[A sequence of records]
..............................

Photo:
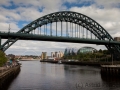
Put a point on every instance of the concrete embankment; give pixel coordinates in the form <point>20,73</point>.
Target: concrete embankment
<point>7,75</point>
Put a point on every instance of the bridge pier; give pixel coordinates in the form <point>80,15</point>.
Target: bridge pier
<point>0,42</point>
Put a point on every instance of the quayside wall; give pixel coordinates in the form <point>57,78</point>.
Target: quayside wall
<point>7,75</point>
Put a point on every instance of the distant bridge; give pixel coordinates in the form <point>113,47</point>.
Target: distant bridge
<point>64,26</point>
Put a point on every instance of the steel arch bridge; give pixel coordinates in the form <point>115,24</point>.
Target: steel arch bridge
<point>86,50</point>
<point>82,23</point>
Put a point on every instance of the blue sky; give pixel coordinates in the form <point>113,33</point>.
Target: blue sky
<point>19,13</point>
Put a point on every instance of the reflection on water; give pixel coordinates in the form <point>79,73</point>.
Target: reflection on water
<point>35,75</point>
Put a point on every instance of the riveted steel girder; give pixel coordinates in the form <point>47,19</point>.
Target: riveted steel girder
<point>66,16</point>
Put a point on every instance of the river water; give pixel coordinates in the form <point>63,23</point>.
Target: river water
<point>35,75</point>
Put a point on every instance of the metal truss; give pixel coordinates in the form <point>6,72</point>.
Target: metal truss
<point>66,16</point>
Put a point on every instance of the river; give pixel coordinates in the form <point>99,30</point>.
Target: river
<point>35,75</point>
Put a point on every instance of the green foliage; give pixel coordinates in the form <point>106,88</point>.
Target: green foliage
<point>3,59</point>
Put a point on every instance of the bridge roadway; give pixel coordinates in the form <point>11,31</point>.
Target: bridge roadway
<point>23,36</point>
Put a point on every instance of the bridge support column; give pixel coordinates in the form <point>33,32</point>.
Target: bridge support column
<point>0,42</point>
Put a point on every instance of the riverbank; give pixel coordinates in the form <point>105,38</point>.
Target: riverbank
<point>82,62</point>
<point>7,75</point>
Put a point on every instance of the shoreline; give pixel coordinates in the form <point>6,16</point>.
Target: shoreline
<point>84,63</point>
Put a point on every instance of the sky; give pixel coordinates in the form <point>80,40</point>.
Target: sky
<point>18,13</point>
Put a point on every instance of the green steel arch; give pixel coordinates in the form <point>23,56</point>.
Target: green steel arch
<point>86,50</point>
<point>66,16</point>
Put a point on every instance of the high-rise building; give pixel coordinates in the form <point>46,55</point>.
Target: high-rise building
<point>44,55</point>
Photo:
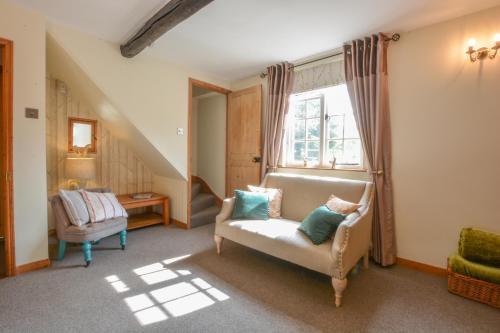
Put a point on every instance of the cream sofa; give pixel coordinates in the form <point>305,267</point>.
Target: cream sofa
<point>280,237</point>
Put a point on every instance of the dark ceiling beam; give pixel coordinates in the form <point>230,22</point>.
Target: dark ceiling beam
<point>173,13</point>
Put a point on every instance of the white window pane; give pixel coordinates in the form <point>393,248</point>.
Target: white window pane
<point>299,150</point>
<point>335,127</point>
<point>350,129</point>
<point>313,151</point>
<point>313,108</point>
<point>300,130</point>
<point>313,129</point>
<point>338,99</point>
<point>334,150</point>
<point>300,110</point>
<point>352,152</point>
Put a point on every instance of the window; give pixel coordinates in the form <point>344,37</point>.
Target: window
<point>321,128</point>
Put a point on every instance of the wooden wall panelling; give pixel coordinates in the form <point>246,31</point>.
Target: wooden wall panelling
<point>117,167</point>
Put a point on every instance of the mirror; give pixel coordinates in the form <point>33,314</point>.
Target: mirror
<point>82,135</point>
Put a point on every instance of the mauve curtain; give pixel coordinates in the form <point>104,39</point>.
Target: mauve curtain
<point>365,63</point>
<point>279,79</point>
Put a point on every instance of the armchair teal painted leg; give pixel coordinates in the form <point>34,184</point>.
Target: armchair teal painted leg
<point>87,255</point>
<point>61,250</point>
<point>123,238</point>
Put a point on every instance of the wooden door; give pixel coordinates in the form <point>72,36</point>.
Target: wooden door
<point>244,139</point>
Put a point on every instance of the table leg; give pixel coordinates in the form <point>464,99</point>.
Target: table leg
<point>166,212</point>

..............................

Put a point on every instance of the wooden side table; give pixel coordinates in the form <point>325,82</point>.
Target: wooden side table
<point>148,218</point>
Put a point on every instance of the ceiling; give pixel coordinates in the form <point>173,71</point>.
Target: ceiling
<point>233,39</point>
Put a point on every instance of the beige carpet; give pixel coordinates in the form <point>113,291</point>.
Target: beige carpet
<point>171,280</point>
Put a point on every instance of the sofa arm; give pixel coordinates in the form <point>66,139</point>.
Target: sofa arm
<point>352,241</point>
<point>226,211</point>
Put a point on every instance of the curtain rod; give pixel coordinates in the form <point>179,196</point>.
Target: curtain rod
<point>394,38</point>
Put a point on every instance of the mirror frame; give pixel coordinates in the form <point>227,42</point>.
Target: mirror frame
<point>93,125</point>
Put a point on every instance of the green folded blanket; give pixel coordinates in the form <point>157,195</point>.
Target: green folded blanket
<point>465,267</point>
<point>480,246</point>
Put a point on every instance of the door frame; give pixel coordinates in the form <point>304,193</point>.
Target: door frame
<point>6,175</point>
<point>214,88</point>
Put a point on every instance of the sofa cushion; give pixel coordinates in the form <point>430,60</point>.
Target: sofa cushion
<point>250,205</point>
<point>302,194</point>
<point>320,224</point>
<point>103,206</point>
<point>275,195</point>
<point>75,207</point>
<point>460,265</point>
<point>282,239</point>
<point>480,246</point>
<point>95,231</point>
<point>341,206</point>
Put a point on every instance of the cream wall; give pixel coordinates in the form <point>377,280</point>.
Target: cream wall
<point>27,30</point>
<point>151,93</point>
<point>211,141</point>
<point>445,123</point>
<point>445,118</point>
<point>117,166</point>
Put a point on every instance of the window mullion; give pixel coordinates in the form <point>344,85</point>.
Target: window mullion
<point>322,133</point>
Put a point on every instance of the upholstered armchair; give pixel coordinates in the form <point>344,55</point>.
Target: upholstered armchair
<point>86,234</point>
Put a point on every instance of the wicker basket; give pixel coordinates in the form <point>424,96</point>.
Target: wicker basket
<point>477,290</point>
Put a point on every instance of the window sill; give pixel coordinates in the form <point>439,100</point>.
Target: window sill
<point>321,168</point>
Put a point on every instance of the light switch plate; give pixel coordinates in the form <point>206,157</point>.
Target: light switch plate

..............................

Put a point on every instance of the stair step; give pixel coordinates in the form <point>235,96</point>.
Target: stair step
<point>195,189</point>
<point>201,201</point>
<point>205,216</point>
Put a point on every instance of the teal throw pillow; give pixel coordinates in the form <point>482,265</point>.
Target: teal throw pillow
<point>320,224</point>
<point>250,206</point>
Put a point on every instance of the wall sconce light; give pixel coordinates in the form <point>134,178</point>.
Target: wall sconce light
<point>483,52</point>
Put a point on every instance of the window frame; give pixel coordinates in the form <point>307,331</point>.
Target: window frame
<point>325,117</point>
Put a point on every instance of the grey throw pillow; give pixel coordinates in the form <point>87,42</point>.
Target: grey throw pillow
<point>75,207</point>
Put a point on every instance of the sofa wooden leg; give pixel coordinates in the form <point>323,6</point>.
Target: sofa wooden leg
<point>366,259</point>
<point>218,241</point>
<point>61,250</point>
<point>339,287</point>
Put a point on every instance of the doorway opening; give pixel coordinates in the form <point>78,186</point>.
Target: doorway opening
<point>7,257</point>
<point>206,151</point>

..............................

▸ Problem to solve:
Locate each line of the material above that contains the string "curtain", and reproduce every such line in full.

▸ Task output:
Put a point on every instance of the mauve curtain; give pixel coordinates in the form <point>104,39</point>.
Target: mauve curtain
Put a point on every instance of the curtain rod; give pixel coordinates in the form <point>179,196</point>.
Target: curtain rod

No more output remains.